* What the task asks: Nothing but the text of the records should come back; copy it exactly and leave the pictures out.

* Region pointing data:

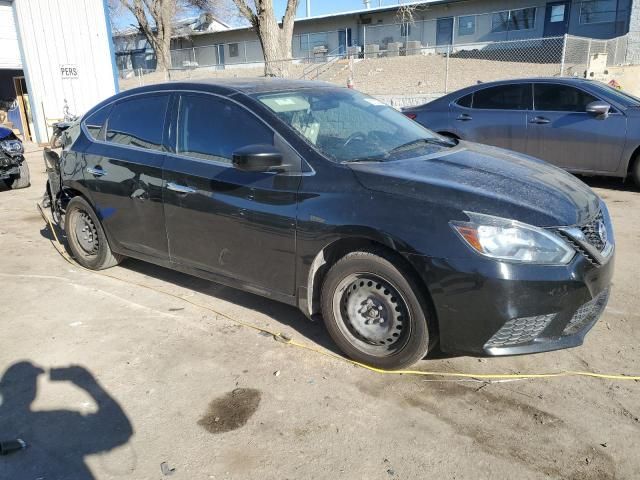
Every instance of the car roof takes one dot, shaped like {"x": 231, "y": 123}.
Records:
{"x": 495, "y": 83}
{"x": 230, "y": 86}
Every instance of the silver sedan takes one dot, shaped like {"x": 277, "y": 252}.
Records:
{"x": 583, "y": 126}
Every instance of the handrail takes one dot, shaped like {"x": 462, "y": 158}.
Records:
{"x": 335, "y": 55}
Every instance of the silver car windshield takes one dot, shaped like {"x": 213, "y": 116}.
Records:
{"x": 347, "y": 126}
{"x": 621, "y": 97}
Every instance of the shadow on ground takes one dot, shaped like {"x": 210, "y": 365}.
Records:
{"x": 610, "y": 183}
{"x": 57, "y": 440}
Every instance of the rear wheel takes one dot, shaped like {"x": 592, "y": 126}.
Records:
{"x": 86, "y": 237}
{"x": 635, "y": 171}
{"x": 374, "y": 310}
{"x": 23, "y": 180}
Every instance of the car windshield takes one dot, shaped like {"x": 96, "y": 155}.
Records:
{"x": 347, "y": 126}
{"x": 618, "y": 95}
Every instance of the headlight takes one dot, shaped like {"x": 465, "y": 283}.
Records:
{"x": 513, "y": 241}
{"x": 12, "y": 147}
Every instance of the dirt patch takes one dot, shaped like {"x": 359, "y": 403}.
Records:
{"x": 231, "y": 411}
{"x": 537, "y": 439}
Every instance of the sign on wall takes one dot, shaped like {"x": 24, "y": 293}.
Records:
{"x": 69, "y": 71}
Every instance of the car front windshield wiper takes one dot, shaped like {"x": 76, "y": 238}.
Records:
{"x": 366, "y": 159}
{"x": 422, "y": 141}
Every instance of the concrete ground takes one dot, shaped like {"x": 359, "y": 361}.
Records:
{"x": 108, "y": 380}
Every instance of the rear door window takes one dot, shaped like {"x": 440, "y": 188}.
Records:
{"x": 211, "y": 128}
{"x": 553, "y": 97}
{"x": 504, "y": 97}
{"x": 138, "y": 122}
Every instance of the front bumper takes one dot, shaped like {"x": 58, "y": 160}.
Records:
{"x": 486, "y": 307}
{"x": 9, "y": 166}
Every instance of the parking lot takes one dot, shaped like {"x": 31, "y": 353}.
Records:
{"x": 163, "y": 387}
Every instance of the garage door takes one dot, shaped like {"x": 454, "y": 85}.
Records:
{"x": 9, "y": 49}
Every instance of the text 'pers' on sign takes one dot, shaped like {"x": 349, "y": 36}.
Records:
{"x": 69, "y": 71}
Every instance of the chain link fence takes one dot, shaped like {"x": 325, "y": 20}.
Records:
{"x": 405, "y": 74}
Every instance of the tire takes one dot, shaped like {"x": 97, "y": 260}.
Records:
{"x": 374, "y": 310}
{"x": 635, "y": 171}
{"x": 86, "y": 237}
{"x": 23, "y": 180}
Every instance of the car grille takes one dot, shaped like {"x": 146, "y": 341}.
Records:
{"x": 587, "y": 313}
{"x": 519, "y": 330}
{"x": 592, "y": 233}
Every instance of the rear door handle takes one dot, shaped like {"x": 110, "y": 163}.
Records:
{"x": 96, "y": 172}
{"x": 540, "y": 120}
{"x": 180, "y": 188}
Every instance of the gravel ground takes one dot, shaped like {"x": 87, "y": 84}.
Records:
{"x": 159, "y": 384}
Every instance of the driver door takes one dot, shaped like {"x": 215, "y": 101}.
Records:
{"x": 222, "y": 220}
{"x": 562, "y": 132}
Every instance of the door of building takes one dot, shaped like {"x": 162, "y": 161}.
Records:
{"x": 556, "y": 19}
{"x": 22, "y": 99}
{"x": 344, "y": 40}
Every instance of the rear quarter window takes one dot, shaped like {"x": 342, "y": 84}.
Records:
{"x": 465, "y": 101}
{"x": 94, "y": 122}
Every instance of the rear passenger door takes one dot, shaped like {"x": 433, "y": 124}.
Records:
{"x": 219, "y": 219}
{"x": 562, "y": 132}
{"x": 124, "y": 173}
{"x": 494, "y": 116}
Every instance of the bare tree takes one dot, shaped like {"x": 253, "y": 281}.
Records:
{"x": 275, "y": 37}
{"x": 156, "y": 19}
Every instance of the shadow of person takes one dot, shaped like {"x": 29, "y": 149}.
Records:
{"x": 58, "y": 440}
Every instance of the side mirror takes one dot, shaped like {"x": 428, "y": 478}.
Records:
{"x": 257, "y": 158}
{"x": 598, "y": 108}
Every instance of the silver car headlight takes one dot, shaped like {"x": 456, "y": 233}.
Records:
{"x": 12, "y": 147}
{"x": 513, "y": 241}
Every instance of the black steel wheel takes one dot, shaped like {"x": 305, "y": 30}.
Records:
{"x": 86, "y": 237}
{"x": 374, "y": 310}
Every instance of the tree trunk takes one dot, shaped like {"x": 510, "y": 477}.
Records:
{"x": 275, "y": 39}
{"x": 163, "y": 54}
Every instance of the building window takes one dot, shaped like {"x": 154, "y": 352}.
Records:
{"x": 557, "y": 13}
{"x": 467, "y": 25}
{"x": 509, "y": 20}
{"x": 598, "y": 11}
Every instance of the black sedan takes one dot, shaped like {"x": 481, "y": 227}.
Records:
{"x": 583, "y": 126}
{"x": 324, "y": 198}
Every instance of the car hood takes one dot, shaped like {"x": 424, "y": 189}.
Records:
{"x": 5, "y": 132}
{"x": 488, "y": 180}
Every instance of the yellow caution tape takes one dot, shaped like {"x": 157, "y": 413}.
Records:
{"x": 289, "y": 341}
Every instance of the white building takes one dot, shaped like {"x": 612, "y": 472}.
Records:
{"x": 53, "y": 52}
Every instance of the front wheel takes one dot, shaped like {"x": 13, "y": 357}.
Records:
{"x": 374, "y": 311}
{"x": 23, "y": 180}
{"x": 86, "y": 237}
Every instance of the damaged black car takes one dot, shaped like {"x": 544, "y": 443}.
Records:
{"x": 326, "y": 199}
{"x": 14, "y": 170}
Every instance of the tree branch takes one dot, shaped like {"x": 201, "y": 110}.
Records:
{"x": 246, "y": 12}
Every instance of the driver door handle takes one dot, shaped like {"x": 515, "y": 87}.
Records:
{"x": 96, "y": 172}
{"x": 540, "y": 120}
{"x": 180, "y": 188}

* Written answer:
Every instance of the car roof takes one dot, shaped like {"x": 231, "y": 123}.
Records:
{"x": 495, "y": 83}
{"x": 230, "y": 86}
Every instance of the silver sedan takes one dot, shaped like {"x": 277, "y": 252}.
Records:
{"x": 583, "y": 126}
Every instance of the handrail takes one dot, shaped like {"x": 462, "y": 158}.
Records:
{"x": 335, "y": 55}
Every instance of the silver car windshield takes one dot, shaped like {"x": 213, "y": 116}.
Records:
{"x": 347, "y": 126}
{"x": 621, "y": 97}
Every instance of the shadow on ground takes one dot, shaped like {"x": 210, "y": 365}.
Records:
{"x": 610, "y": 183}
{"x": 57, "y": 440}
Every instance of the rear wheel takes one dot, shaped like {"x": 592, "y": 126}.
Records:
{"x": 86, "y": 237}
{"x": 635, "y": 171}
{"x": 374, "y": 310}
{"x": 23, "y": 180}
Every instance of the car windshield takes one dot, shaped like {"x": 96, "y": 155}.
Records:
{"x": 347, "y": 126}
{"x": 618, "y": 95}
Every instance of the headlight takes one dot, shaped like {"x": 465, "y": 283}.
Records:
{"x": 513, "y": 241}
{"x": 12, "y": 147}
Every instance of the dirt patch takes one dot, shaped like {"x": 359, "y": 403}.
Records:
{"x": 231, "y": 411}
{"x": 537, "y": 439}
Every instance of the sign on wall takes one dot, shaped like {"x": 24, "y": 293}.
Records:
{"x": 69, "y": 71}
Every instance of the car front windshield wiper takes one dot, shaped like {"x": 76, "y": 238}.
Records:
{"x": 366, "y": 159}
{"x": 422, "y": 141}
Every instance of the concrete ground takes one dot, shaped like {"x": 359, "y": 361}.
Records:
{"x": 108, "y": 380}
Every instance of the rear door window takes one dot, shaped like {"x": 440, "y": 188}.
Records:
{"x": 211, "y": 128}
{"x": 553, "y": 97}
{"x": 504, "y": 97}
{"x": 138, "y": 122}
Every instance of the front bumper takes one dot, shaped like {"x": 58, "y": 160}.
Records:
{"x": 486, "y": 307}
{"x": 9, "y": 166}
Every instance of the parking lot takes one dot, shaped like {"x": 31, "y": 353}.
Records:
{"x": 163, "y": 387}
Every instance of the garage door takes one dot, shaped like {"x": 454, "y": 85}.
Records:
{"x": 9, "y": 49}
Every instance of the text 'pers' on sign takes one dot, shaped like {"x": 349, "y": 36}.
Records:
{"x": 69, "y": 71}
Every instance of the chain link fence takes one dot, shaped like {"x": 325, "y": 20}.
Records:
{"x": 405, "y": 74}
Every instance of the tire takes one dot, shaped like {"x": 97, "y": 260}.
Records:
{"x": 374, "y": 310}
{"x": 635, "y": 171}
{"x": 86, "y": 237}
{"x": 23, "y": 180}
Every instance of the car grille takes one dot, shaped like {"x": 146, "y": 341}.
Records:
{"x": 587, "y": 313}
{"x": 519, "y": 330}
{"x": 592, "y": 233}
Every instance of the rear door handle takes one dot, shaped like {"x": 110, "y": 163}.
Records:
{"x": 96, "y": 172}
{"x": 540, "y": 120}
{"x": 180, "y": 188}
Every instance of the gravel ground takes one dot, shaped like {"x": 87, "y": 84}.
Records:
{"x": 159, "y": 384}
Every instance of the driver door takes one dot, shaped like {"x": 215, "y": 101}.
Records:
{"x": 222, "y": 220}
{"x": 562, "y": 132}
Every instance of the door of building takes one dot, shaped like {"x": 162, "y": 161}.
Records:
{"x": 556, "y": 19}
{"x": 22, "y": 99}
{"x": 344, "y": 40}
Every instance of the rear quarter window takes one dot, shaped like {"x": 342, "y": 84}.
Records:
{"x": 465, "y": 101}
{"x": 94, "y": 122}
Every instance of the rear passenger door takes one dot, shaped like {"x": 433, "y": 124}.
Records:
{"x": 219, "y": 219}
{"x": 562, "y": 132}
{"x": 124, "y": 173}
{"x": 494, "y": 116}
Every instance of the bare tree takes one dot, shaped like {"x": 253, "y": 281}.
Records:
{"x": 275, "y": 37}
{"x": 156, "y": 19}
Every instance of the shadow of person takes one dot, shaped like {"x": 29, "y": 149}.
Records:
{"x": 58, "y": 440}
Every instance of the side mirror takes one dot, shaped like {"x": 428, "y": 478}.
Records:
{"x": 257, "y": 158}
{"x": 598, "y": 108}
Every instance of the silver car headlight takes one dot, shaped like {"x": 456, "y": 233}.
Records:
{"x": 12, "y": 147}
{"x": 513, "y": 241}
Every instance of the black steel wheel takes one dot, shaped like {"x": 305, "y": 30}.
Records:
{"x": 86, "y": 237}
{"x": 374, "y": 310}
Every instance of the tree trunk takes one dot, shaped like {"x": 510, "y": 477}.
Records:
{"x": 275, "y": 39}
{"x": 163, "y": 54}
Every instance of the building window takes one dot, shaped like {"x": 154, "y": 352}.
Records:
{"x": 557, "y": 13}
{"x": 467, "y": 25}
{"x": 509, "y": 20}
{"x": 598, "y": 11}
Every instance of the black sedan takes one dot, shaped like {"x": 481, "y": 227}.
Records:
{"x": 583, "y": 126}
{"x": 324, "y": 198}
Every instance of the car hood takes one dot, shaped like {"x": 424, "y": 189}.
Records:
{"x": 5, "y": 132}
{"x": 488, "y": 180}
Every instance of the yellow caution tape takes one dot, shaped like {"x": 157, "y": 413}.
Records:
{"x": 289, "y": 341}
Every instance of the white building takes one dot, shaped like {"x": 612, "y": 472}.
Records:
{"x": 53, "y": 52}
Every instance of the front wheel takes one dot, shaped like {"x": 13, "y": 357}.
Records:
{"x": 374, "y": 311}
{"x": 23, "y": 180}
{"x": 86, "y": 237}
Every instance of the damaged black car takes one dot, shaped like {"x": 544, "y": 443}.
Records:
{"x": 326, "y": 199}
{"x": 14, "y": 170}
Every instance of the tree branch takes one dot, shaped like {"x": 201, "y": 110}.
Records:
{"x": 246, "y": 12}
Every instance of the driver door handle takes one dot, shaped like {"x": 515, "y": 87}.
Records:
{"x": 96, "y": 172}
{"x": 540, "y": 120}
{"x": 180, "y": 188}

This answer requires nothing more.